**Description of the task:** Quote only the lines that start at the line with "search: sunlit floor area" and run to the end of the entries; omit the pictures.

**Entries provided:**
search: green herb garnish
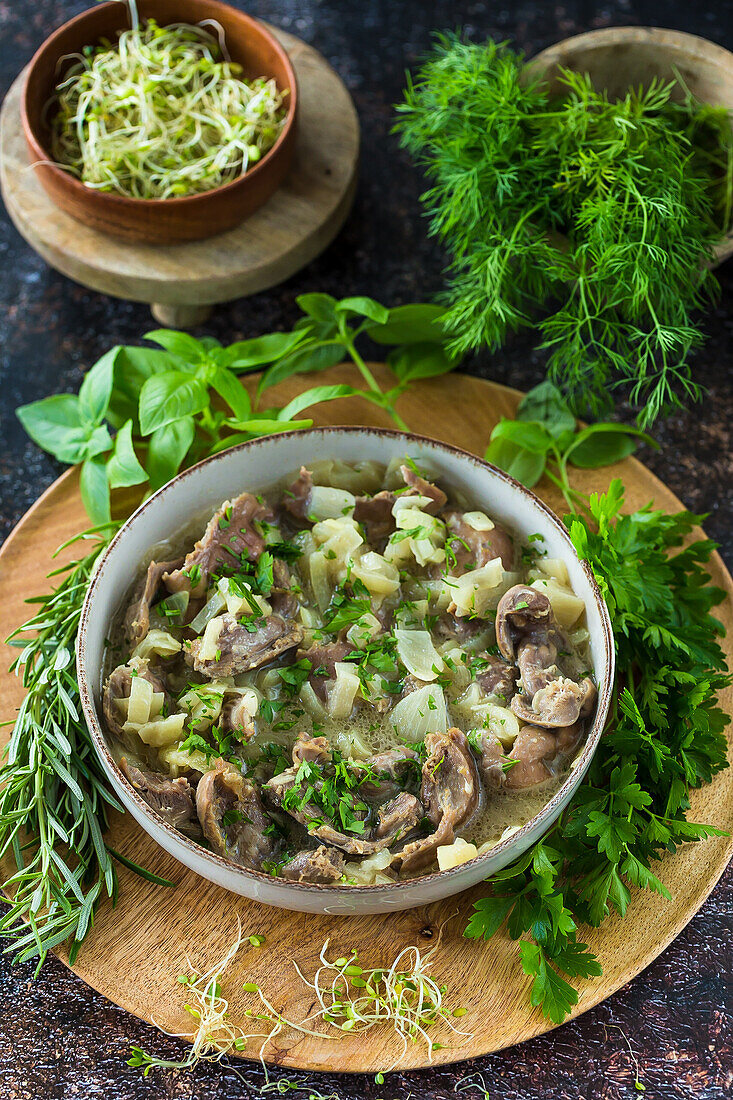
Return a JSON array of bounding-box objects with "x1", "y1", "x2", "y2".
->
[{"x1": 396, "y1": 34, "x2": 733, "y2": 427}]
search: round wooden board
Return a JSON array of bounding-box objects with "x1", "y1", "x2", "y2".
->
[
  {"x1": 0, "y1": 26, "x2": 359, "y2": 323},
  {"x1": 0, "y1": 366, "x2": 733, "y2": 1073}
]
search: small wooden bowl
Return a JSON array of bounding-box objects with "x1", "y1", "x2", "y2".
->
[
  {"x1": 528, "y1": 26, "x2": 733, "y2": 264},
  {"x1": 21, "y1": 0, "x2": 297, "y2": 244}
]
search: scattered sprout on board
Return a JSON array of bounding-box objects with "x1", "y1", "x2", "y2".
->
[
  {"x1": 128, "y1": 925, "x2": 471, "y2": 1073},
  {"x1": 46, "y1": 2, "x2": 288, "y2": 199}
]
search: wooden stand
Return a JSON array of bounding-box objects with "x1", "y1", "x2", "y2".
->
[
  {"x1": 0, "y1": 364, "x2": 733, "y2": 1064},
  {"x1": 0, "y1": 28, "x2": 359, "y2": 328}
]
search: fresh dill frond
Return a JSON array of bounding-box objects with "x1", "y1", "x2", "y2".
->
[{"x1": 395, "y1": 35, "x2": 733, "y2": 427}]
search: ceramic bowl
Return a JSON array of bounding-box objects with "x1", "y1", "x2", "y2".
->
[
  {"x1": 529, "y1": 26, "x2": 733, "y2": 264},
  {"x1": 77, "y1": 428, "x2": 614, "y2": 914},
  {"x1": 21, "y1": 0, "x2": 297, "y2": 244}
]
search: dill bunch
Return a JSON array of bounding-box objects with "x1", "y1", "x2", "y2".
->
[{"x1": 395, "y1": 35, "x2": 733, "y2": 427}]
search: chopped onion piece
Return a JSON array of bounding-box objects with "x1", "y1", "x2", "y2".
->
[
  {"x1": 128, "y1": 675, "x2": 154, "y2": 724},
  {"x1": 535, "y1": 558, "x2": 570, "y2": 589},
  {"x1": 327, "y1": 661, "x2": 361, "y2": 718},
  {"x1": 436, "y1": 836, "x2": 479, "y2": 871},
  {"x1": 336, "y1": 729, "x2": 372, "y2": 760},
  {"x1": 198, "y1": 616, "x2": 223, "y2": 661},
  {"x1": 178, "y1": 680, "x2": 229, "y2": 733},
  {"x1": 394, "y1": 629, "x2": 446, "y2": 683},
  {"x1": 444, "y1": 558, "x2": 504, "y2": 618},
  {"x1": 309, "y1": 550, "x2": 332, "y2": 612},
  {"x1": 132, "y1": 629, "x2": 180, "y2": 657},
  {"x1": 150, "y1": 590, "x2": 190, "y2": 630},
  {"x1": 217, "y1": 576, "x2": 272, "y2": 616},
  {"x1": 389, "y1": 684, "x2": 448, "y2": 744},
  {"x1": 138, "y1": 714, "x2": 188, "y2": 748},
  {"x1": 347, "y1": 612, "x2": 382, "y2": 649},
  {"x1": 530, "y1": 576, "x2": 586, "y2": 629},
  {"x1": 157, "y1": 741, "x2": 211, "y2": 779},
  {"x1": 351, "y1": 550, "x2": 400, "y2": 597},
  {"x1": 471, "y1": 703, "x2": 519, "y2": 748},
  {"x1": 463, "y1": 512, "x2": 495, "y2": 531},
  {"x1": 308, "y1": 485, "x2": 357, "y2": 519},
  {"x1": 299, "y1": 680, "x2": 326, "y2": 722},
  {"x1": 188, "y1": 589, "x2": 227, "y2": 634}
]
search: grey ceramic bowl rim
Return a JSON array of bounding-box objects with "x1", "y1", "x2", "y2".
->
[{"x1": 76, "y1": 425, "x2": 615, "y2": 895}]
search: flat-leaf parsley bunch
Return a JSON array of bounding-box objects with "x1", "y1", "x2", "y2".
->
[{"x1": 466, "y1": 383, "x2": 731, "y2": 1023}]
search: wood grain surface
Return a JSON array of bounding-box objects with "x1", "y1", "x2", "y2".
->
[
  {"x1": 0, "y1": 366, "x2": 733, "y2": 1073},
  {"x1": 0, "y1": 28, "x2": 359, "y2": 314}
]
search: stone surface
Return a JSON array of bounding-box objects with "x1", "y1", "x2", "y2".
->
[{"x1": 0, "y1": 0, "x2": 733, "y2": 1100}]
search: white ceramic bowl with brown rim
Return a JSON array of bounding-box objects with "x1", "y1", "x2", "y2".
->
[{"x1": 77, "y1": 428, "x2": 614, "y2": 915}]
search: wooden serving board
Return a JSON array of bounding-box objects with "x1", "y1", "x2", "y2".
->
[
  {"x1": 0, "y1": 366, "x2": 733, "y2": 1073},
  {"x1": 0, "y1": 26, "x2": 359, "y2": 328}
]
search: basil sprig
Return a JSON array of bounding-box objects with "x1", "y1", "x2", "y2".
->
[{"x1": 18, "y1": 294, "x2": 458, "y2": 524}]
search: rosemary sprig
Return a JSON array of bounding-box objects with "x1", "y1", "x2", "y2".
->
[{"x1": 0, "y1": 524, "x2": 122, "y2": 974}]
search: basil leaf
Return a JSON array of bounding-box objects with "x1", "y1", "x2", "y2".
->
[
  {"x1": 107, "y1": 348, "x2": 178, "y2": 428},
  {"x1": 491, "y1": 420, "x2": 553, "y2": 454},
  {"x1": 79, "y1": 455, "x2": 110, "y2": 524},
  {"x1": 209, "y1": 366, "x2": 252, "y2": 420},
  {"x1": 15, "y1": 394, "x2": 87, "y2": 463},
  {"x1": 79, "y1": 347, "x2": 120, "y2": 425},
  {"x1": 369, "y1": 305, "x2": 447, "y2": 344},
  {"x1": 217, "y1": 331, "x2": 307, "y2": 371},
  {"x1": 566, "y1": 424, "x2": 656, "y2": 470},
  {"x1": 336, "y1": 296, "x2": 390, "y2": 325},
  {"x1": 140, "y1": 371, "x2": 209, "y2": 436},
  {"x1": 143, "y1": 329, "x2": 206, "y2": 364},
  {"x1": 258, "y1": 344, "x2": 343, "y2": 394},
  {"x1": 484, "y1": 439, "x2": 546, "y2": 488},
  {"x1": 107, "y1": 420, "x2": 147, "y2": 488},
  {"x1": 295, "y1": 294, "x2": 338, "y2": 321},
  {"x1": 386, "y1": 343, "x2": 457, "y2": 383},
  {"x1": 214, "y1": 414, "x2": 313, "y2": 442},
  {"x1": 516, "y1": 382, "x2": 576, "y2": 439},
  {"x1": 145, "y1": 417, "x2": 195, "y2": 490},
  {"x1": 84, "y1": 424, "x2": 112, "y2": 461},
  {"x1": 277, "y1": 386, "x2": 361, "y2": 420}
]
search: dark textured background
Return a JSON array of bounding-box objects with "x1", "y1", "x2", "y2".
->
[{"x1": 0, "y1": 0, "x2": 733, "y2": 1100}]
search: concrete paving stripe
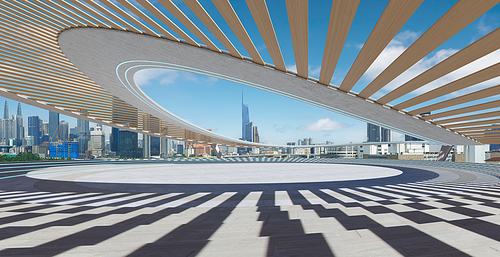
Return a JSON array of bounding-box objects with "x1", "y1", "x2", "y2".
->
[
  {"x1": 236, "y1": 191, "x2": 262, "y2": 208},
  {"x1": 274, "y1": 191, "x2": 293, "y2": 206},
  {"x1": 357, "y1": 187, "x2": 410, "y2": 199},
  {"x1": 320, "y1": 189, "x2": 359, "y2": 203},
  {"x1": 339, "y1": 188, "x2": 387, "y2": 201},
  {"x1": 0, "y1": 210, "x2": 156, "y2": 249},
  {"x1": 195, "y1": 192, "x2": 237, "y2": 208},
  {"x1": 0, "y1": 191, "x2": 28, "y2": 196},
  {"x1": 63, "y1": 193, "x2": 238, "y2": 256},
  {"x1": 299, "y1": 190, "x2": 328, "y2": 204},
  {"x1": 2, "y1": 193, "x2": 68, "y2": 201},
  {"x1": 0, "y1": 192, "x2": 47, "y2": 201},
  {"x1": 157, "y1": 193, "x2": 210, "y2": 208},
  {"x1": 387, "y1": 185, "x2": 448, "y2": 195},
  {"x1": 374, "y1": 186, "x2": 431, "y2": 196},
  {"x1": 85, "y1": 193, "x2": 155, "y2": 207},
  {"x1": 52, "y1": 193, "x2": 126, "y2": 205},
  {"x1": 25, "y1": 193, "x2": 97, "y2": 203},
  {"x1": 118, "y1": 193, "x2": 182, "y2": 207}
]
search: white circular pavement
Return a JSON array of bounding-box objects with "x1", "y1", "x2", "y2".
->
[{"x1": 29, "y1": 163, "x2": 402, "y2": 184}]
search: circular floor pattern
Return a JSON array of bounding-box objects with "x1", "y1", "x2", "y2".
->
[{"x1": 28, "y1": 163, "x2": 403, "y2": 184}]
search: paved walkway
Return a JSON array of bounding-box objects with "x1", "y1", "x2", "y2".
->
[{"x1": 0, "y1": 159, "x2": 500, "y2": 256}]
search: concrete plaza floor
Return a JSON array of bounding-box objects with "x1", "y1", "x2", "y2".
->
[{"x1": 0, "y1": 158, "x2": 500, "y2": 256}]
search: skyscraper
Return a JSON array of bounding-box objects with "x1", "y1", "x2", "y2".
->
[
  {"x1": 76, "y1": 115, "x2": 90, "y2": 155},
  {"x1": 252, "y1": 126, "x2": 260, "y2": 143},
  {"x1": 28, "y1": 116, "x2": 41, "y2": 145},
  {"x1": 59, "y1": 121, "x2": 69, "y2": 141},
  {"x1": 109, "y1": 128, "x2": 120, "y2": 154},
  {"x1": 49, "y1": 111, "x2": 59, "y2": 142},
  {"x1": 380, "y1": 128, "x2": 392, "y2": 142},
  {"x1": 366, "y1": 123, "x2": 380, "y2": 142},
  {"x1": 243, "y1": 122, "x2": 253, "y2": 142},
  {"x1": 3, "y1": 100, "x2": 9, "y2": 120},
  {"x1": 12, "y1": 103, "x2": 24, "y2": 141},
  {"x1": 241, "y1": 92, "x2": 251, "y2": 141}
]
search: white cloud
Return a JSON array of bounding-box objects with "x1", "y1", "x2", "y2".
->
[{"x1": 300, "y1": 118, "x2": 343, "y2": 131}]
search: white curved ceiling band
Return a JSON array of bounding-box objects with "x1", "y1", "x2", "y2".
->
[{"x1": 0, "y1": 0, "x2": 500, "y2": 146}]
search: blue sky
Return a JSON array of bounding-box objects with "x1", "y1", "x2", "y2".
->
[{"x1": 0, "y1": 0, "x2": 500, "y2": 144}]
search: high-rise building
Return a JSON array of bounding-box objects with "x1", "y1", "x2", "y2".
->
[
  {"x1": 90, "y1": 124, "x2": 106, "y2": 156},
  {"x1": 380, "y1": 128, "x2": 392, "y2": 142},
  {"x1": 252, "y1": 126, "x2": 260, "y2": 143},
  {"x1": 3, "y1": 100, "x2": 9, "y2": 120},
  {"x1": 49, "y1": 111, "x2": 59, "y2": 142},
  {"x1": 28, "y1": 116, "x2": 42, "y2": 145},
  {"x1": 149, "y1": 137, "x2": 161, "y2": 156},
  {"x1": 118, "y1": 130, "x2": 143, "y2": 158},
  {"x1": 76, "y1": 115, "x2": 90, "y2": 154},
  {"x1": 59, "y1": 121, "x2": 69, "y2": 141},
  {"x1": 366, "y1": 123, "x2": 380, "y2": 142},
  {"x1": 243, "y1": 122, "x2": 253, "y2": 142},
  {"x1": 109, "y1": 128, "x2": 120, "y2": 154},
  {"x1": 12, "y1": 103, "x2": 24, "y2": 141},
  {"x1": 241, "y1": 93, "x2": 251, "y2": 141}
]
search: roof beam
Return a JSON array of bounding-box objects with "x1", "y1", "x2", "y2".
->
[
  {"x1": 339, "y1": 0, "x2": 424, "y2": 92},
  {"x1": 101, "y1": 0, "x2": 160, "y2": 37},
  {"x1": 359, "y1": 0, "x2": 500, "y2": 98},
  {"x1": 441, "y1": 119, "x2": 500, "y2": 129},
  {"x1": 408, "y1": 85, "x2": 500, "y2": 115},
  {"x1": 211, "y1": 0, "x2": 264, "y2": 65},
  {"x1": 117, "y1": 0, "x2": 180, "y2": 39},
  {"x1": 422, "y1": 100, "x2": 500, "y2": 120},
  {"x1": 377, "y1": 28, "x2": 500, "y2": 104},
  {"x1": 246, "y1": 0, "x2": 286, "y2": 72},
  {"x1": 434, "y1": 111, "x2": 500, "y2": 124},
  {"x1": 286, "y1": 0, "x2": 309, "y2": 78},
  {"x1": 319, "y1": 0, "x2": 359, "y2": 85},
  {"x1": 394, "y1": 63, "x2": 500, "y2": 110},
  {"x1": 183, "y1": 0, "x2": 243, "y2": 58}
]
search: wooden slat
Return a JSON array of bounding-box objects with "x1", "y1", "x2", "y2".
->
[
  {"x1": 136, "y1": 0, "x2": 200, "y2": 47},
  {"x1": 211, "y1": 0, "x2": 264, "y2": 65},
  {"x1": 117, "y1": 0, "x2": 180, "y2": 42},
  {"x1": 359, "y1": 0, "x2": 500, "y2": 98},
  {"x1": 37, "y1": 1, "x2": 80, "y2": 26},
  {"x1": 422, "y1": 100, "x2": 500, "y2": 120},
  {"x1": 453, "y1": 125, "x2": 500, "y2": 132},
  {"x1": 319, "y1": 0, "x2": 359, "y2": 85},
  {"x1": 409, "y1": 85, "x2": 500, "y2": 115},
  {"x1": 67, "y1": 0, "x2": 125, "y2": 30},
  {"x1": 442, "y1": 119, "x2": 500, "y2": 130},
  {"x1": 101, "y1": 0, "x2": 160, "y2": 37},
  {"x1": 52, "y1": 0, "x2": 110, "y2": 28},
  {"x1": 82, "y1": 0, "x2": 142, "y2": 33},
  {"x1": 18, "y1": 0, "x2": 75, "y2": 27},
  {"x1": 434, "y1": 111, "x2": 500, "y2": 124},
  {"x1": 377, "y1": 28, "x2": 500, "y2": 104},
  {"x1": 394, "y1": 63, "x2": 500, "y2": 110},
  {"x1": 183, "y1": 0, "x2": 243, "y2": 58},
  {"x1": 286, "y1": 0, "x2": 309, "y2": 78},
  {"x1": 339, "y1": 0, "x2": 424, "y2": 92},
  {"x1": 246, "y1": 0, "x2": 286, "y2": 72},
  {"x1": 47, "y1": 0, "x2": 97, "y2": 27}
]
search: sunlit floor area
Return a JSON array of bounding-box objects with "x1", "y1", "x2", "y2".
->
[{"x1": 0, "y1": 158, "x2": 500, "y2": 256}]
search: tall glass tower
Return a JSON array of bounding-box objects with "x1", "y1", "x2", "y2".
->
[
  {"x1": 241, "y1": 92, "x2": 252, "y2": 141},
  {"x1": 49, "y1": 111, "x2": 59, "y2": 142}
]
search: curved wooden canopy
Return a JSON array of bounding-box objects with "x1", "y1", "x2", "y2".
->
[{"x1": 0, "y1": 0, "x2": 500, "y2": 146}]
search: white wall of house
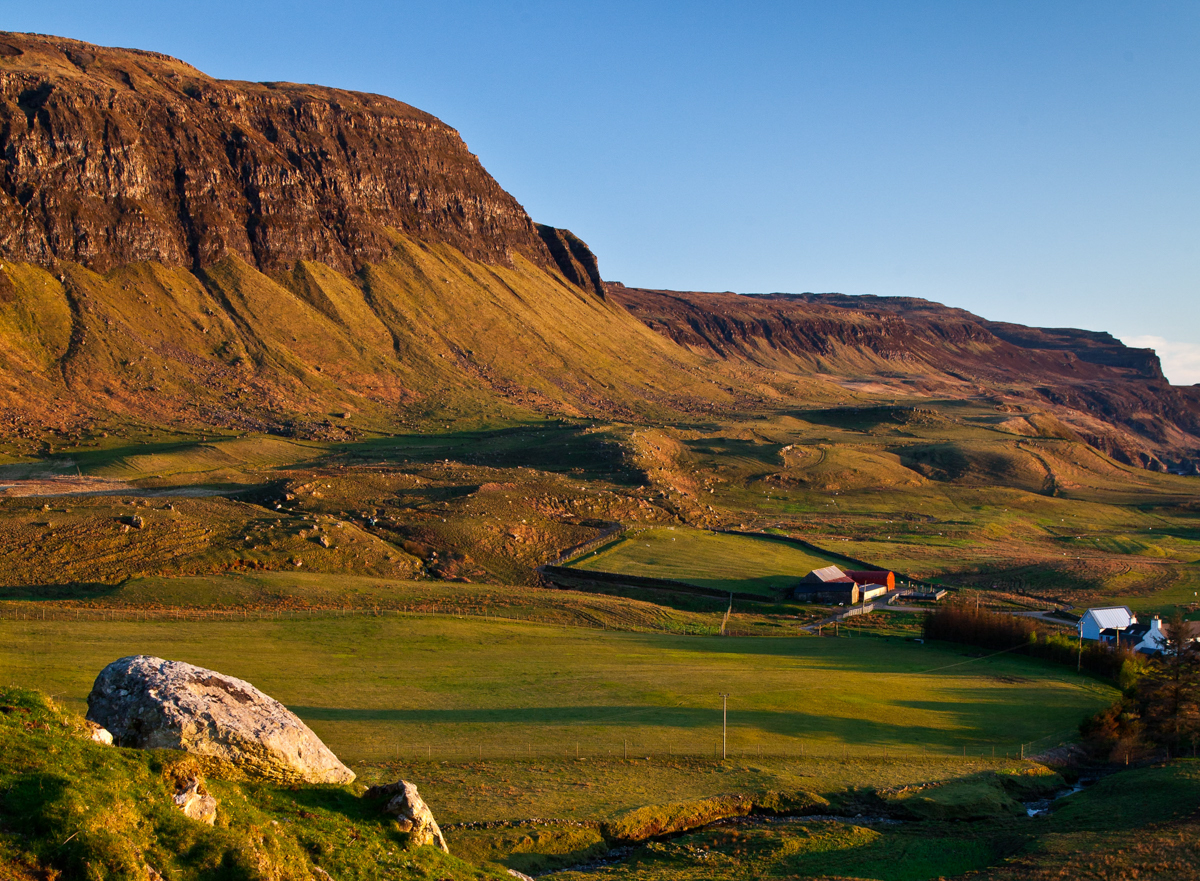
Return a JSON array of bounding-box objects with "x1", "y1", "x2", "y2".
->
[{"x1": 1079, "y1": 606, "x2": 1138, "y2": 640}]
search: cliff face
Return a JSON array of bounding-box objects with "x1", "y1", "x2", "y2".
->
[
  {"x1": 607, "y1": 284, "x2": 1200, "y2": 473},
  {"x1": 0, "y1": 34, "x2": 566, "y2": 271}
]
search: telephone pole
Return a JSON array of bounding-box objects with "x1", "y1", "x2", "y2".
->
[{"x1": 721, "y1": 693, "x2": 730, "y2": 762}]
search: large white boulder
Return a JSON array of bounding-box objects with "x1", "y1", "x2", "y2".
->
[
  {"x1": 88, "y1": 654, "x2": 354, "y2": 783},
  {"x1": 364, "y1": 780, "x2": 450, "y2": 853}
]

**The completed task:**
search: sunlit floor area
Return a JSON array of bounding-box objects with "x1", "y1", "x2", "y2".
->
[{"x1": 0, "y1": 158, "x2": 500, "y2": 256}]
search: tall glass tower
Return a JSON array of bounding-box objects with "x1", "y1", "x2", "y2".
->
[
  {"x1": 241, "y1": 92, "x2": 252, "y2": 141},
  {"x1": 49, "y1": 111, "x2": 59, "y2": 142}
]
search: curved wooden canopy
Return a JSON array of bounding-box objects with "x1", "y1", "x2", "y2".
->
[{"x1": 0, "y1": 0, "x2": 500, "y2": 146}]
search: white wall of house
Return a JSON array of bounding-box objects with "x1", "y1", "x2", "y2".
->
[{"x1": 1079, "y1": 606, "x2": 1138, "y2": 640}]
search: cliff face
Return a JSON array of bounding-box objects with "x1", "y1", "x2", "y2".
->
[
  {"x1": 607, "y1": 284, "x2": 1200, "y2": 473},
  {"x1": 0, "y1": 34, "x2": 566, "y2": 271}
]
search: telephone pole
Return a JSON array of bounding-box objects with "x1", "y1", "x2", "y2".
->
[{"x1": 721, "y1": 693, "x2": 730, "y2": 762}]
search: large white boulder
Return a JSON array of bounding-box objects with "x1", "y1", "x2", "y2".
->
[
  {"x1": 88, "y1": 654, "x2": 354, "y2": 783},
  {"x1": 364, "y1": 780, "x2": 450, "y2": 853}
]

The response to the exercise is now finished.